-- Opening Marker --

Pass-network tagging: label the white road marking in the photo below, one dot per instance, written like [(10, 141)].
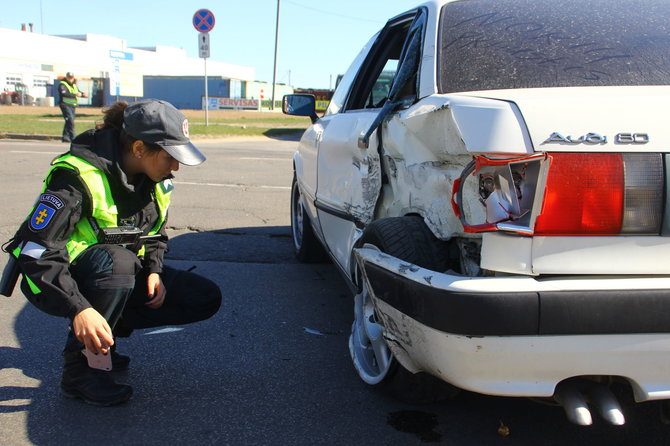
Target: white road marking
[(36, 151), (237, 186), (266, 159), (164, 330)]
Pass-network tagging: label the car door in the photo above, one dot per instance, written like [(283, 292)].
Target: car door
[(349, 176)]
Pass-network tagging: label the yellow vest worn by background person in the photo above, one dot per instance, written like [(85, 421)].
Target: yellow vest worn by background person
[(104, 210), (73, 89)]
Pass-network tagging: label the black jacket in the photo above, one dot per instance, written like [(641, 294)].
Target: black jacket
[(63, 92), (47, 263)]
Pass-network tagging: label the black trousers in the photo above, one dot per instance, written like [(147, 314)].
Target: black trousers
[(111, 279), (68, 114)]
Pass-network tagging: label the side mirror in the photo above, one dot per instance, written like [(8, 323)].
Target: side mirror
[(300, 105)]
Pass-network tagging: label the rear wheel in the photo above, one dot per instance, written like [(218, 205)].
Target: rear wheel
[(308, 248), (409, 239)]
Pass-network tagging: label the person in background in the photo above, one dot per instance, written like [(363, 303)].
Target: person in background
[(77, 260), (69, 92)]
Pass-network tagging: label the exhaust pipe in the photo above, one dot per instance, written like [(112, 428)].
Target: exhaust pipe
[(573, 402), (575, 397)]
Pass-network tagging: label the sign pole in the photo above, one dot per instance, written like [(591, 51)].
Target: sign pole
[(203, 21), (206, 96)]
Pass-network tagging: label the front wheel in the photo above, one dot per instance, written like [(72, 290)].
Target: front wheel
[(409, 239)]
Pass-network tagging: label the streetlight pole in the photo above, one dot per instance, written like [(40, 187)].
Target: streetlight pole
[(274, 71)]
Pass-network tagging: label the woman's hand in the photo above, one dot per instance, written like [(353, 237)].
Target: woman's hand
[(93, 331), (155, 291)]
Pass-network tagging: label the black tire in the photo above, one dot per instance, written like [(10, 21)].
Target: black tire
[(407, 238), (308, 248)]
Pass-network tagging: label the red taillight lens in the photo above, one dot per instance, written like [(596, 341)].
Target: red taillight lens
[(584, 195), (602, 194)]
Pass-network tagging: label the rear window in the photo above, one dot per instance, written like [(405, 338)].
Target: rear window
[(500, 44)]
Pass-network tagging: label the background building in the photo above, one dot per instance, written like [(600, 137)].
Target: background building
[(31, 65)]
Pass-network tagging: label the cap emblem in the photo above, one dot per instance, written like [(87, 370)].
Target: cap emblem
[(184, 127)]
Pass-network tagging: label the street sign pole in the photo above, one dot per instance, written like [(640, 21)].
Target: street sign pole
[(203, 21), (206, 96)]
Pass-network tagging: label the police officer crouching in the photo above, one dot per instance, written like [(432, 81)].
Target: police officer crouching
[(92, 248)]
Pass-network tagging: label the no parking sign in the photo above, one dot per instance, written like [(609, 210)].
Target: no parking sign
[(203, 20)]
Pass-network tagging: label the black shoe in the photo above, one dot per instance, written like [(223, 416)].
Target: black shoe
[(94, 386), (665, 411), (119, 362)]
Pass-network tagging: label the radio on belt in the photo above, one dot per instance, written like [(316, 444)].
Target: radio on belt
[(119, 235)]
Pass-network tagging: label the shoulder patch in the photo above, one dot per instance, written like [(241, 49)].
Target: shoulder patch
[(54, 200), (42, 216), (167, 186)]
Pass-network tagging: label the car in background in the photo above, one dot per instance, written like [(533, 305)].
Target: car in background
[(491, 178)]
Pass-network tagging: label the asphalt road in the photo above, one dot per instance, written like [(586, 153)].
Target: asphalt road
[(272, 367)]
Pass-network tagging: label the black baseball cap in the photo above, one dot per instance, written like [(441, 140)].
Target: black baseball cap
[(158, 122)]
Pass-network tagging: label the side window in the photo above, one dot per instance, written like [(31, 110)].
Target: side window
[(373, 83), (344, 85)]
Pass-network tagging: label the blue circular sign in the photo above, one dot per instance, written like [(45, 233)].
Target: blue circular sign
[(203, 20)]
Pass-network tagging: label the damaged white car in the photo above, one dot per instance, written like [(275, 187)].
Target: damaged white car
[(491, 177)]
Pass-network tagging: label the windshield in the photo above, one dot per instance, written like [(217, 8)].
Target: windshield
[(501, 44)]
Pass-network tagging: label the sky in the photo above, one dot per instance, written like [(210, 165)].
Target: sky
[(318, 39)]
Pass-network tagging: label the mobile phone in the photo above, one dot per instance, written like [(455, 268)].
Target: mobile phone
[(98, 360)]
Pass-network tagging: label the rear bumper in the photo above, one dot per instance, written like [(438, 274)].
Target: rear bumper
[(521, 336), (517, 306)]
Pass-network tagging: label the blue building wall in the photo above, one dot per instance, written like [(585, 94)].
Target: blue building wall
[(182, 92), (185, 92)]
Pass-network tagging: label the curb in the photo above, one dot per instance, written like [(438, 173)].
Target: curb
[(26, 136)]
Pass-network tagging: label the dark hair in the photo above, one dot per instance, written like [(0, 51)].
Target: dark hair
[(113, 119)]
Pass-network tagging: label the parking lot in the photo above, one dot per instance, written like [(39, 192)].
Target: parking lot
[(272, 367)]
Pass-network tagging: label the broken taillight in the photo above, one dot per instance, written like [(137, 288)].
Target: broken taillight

-- Closing Marker --

TASK TO CARRY OUT - From the entries, report each line that includes the word "broken".

RESPONSE AREA -
Pass-network tagging: label the broken taillight in the photo above, one dot per instance, written like [(137, 288)].
Target: broken taillight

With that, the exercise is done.